▶ Exercise: Turn the stretch from the start of the records through the line that contains "pixel 232 207" into a JSON list of strings, one string per line, skipping blank lines. Leave the pictures out of the list.
((
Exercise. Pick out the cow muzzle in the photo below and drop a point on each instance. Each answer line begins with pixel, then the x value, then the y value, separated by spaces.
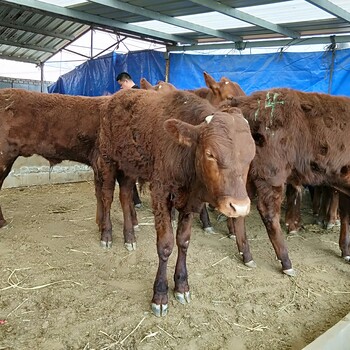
pixel 232 207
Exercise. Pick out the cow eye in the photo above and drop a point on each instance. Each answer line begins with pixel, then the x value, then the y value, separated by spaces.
pixel 209 154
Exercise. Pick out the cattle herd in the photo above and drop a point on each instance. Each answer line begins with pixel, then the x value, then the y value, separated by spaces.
pixel 211 145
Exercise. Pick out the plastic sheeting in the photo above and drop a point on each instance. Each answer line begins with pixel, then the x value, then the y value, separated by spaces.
))
▶ Answer to the problem:
[
  "Exercise. Pick out the cow muzzle in the photo below and drop a point on each instance. Each answer line begins with pixel, then the x value, then the y value, separated by spaces.",
  "pixel 232 207"
]